▸ **WRITTEN REQUEST**: In the listing below, rewrite the stretch from the line containing "Audit step 3 of 5: confirm patch" through the line containing "[229,0,473,105]", swapping "automated pipeline" for "automatic tagger" and changing nothing else. Leave the pictures out of your answer.
——
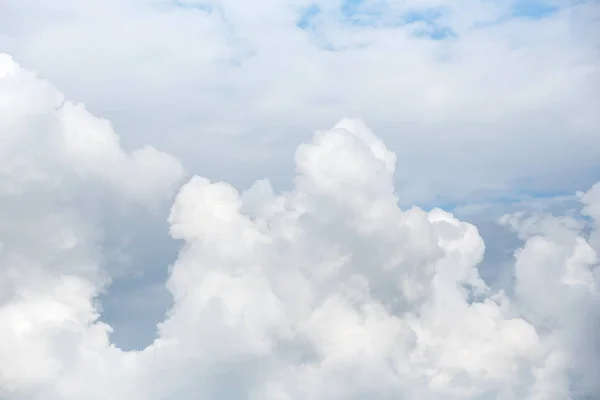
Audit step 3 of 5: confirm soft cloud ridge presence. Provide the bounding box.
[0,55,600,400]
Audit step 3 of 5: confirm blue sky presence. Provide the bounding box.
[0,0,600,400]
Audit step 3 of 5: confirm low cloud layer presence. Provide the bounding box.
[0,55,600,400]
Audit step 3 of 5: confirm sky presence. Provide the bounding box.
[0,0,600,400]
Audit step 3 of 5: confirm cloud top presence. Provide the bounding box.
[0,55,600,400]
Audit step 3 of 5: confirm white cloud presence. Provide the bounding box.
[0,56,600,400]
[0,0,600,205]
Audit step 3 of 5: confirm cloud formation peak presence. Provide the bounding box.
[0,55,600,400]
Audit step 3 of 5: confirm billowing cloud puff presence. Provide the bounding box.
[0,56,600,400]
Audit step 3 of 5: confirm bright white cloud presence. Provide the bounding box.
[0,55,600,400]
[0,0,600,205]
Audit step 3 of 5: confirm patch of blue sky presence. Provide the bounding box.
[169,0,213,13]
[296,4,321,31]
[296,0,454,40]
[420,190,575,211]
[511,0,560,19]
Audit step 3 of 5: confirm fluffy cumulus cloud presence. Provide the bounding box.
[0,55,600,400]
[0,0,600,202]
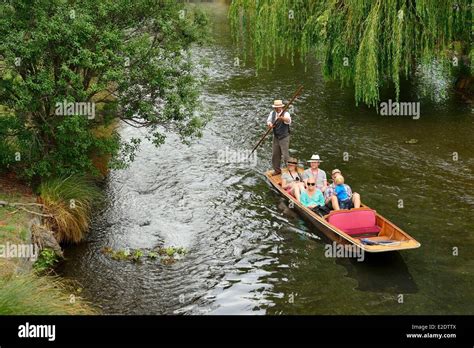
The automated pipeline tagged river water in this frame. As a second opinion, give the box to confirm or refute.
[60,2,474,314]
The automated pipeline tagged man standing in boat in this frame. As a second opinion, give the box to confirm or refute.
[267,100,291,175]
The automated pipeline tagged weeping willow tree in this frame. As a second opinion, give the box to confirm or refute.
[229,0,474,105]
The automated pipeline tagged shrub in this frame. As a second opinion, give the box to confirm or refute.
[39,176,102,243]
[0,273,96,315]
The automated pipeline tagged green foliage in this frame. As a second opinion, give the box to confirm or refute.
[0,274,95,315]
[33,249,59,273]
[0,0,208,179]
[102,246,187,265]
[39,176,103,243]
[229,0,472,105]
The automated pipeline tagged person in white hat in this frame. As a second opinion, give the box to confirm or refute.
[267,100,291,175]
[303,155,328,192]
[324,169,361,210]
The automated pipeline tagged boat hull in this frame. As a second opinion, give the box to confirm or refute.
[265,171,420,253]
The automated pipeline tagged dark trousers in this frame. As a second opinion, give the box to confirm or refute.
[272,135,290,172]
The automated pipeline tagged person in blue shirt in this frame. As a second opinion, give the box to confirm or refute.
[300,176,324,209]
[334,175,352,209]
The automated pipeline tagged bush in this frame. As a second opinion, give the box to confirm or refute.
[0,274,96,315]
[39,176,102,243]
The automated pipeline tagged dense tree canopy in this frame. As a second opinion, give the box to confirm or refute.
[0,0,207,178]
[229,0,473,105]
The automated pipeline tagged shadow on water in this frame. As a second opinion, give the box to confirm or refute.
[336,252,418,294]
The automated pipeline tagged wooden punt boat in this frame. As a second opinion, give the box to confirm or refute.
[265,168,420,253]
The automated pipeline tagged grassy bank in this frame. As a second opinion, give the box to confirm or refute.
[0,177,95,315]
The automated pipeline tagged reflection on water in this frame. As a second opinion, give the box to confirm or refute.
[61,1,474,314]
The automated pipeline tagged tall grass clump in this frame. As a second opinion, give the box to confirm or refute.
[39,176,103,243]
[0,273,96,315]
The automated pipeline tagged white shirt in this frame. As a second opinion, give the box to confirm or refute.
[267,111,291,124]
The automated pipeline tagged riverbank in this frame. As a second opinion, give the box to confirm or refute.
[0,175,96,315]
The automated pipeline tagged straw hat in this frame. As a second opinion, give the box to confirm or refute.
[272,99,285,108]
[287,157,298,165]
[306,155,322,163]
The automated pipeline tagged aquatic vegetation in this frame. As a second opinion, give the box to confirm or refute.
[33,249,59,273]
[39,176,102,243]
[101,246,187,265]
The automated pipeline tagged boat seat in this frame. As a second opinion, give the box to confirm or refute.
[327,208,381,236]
——
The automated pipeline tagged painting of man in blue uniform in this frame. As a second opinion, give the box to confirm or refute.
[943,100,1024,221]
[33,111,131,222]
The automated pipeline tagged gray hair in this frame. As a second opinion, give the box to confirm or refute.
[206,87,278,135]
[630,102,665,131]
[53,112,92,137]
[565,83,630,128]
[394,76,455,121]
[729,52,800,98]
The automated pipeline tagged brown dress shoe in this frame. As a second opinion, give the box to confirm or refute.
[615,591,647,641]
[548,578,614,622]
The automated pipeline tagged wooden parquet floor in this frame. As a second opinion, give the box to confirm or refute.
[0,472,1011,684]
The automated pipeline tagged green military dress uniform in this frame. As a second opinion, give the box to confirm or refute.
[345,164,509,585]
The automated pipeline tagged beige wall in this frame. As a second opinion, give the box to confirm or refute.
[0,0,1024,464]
——
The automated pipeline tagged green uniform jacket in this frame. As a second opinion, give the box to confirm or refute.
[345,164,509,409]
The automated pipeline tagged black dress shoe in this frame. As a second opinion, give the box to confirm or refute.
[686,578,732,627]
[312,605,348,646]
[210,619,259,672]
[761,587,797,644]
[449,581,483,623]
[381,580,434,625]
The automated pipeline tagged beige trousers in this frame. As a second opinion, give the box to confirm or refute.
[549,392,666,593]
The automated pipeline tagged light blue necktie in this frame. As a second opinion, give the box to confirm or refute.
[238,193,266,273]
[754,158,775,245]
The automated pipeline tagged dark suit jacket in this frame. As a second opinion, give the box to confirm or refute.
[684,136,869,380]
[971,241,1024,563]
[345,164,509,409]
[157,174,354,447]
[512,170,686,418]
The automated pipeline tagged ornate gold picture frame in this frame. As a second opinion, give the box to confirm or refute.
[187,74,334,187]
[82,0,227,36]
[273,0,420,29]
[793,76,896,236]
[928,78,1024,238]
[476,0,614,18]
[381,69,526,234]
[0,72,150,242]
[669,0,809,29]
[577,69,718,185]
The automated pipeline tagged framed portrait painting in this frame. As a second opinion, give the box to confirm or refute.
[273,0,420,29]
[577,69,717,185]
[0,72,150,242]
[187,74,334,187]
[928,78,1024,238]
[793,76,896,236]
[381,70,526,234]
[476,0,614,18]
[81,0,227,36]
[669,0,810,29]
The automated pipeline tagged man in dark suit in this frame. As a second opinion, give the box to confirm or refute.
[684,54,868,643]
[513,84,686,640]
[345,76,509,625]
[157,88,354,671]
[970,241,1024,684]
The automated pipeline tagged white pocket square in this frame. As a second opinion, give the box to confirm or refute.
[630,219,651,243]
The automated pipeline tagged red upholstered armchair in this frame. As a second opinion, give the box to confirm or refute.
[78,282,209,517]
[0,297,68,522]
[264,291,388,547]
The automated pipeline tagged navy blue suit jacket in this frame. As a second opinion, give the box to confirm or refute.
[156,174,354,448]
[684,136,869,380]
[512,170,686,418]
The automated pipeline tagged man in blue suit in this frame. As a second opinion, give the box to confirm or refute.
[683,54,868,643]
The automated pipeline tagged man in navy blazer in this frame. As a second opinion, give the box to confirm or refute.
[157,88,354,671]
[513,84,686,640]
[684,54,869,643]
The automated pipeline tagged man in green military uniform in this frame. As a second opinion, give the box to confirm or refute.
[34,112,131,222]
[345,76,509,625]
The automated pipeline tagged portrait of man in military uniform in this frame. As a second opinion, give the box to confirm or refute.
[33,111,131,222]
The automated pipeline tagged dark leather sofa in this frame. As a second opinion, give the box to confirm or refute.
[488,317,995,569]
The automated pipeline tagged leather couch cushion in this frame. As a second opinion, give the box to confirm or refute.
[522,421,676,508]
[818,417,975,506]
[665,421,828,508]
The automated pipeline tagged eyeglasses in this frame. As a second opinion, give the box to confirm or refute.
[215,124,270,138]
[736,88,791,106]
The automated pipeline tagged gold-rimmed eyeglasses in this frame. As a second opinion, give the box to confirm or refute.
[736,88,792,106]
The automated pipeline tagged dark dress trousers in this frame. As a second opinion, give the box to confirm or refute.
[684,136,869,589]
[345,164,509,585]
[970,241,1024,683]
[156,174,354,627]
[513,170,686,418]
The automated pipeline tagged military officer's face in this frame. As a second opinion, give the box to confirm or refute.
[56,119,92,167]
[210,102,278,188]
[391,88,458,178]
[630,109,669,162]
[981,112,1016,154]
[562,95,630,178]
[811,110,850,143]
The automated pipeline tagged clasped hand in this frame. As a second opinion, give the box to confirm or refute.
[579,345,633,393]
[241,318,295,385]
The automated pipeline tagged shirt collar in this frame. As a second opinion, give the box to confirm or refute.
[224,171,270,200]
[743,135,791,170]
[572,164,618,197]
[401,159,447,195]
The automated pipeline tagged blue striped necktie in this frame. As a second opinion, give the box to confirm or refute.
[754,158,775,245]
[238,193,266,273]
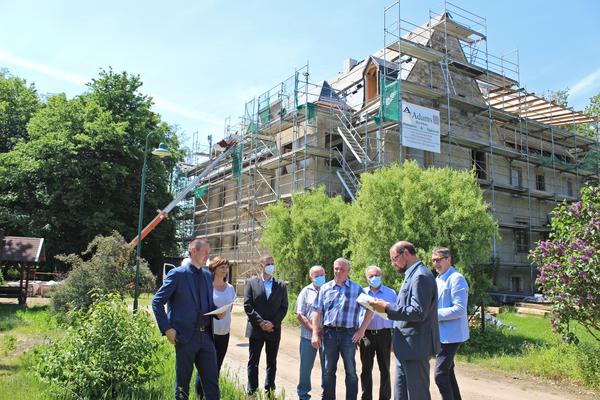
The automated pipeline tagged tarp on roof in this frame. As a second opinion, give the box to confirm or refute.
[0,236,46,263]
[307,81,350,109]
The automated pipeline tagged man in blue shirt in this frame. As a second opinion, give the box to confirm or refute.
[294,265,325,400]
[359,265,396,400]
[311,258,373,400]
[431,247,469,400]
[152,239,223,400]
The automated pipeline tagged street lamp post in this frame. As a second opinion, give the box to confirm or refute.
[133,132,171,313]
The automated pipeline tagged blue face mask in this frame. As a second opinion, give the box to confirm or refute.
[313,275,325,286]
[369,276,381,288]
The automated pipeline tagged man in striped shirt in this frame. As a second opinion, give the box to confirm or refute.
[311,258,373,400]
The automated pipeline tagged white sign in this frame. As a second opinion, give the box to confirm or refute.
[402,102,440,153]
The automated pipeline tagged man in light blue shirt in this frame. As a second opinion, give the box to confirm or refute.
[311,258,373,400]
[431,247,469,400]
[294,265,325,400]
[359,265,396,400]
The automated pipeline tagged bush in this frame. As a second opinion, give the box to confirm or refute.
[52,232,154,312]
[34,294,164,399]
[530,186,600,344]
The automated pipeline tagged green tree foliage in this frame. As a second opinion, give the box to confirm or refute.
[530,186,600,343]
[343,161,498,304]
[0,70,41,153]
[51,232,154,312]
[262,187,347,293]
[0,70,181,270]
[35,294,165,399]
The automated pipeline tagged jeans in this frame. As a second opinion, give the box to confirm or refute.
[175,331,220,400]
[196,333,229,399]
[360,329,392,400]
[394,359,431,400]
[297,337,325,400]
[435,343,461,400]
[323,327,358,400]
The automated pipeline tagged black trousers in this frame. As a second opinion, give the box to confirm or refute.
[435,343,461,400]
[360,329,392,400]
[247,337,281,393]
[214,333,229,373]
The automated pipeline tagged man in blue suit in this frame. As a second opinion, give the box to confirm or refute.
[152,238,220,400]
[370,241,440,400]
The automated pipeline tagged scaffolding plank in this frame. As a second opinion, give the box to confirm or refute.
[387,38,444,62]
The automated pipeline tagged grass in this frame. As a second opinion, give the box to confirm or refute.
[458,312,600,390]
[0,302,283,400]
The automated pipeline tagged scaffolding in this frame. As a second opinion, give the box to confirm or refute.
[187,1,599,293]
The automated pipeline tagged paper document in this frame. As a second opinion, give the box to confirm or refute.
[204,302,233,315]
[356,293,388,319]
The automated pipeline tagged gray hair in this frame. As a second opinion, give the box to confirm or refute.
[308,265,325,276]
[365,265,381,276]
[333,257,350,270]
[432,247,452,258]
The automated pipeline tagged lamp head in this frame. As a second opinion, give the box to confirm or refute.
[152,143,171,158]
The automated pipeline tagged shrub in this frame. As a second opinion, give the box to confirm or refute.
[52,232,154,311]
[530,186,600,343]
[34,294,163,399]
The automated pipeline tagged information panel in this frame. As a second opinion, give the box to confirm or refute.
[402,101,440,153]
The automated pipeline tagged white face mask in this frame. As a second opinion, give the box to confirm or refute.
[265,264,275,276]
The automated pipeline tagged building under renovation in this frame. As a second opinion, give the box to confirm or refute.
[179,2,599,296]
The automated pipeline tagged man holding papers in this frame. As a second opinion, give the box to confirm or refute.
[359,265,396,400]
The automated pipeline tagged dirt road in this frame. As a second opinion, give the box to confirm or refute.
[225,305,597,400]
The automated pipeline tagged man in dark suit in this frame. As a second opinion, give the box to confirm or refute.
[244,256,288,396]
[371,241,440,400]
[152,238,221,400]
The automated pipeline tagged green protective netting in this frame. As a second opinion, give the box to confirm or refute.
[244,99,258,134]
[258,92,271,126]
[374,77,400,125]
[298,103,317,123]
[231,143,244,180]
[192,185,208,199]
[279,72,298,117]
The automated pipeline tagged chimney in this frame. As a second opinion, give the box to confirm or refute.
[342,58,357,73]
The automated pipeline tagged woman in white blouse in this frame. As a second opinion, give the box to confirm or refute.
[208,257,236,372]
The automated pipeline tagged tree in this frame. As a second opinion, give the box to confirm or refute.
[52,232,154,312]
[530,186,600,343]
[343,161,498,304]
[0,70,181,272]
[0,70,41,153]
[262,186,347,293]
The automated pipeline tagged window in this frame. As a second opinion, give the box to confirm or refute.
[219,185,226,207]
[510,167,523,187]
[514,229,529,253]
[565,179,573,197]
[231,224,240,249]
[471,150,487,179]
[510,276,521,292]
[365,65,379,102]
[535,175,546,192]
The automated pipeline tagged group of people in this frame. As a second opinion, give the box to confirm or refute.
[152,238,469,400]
——
▸ **ANSWER**:
Audit step 3 of 5: confirm patch of blue sky presence. Provide the bounding box.
[169,0,213,13]
[296,4,321,31]
[296,0,454,40]
[420,190,575,211]
[511,0,560,19]
Audit step 3 of 5: confirm fluffy cumulus cloud presence. Provide the bounding box.
[0,55,600,400]
[0,0,600,202]
The automatic tagger tagged river water in this frame. As a second opinion, give the box to confirm or refute.
[60,2,474,314]
The automatic tagger tagged man standing in boat in this frame. As a second opinion, give the box to confirm or refute.
[267,100,291,175]
The automatic tagger tagged weeping willow tree in this frame. As a second opinion, give the box to confirm or refute.
[229,0,474,105]
The automatic tagger tagged shrub in this frame. As a second opinion, give the box to confirm or refute.
[39,176,102,243]
[0,273,96,315]
The automatic tagger tagged green foliage in this frame. As a second opinion, give the box to confirm or refute.
[0,274,95,315]
[33,249,59,273]
[0,0,208,179]
[102,246,187,265]
[39,176,103,243]
[229,0,472,105]
The automatic tagger tagged person in white hat in this frame. As a second opinion, give the box to confirm or refute.
[267,100,291,175]
[303,155,328,192]
[324,169,361,210]
The automatic tagger tagged boat hull in this frame. As a second opinion, give the box to confirm or refute.
[265,171,420,253]
The automatic tagger tagged dark trousers in this frame. As a second opinion, give the box to confirm or refute.
[272,135,290,172]
The automatic tagger tagged person in blue shirt in this frame. As a second opinion, give the box to confirm or refute.
[300,176,324,209]
[334,175,352,209]
The automatic tagger tagged bush in this frame. As a second opinion, give the box to confirm or refute.
[0,274,96,315]
[39,176,102,243]
The automatic tagger tagged dense tree canopy in this frame. As a second opinion, give the box to confirm or refute.
[0,0,207,178]
[229,0,473,105]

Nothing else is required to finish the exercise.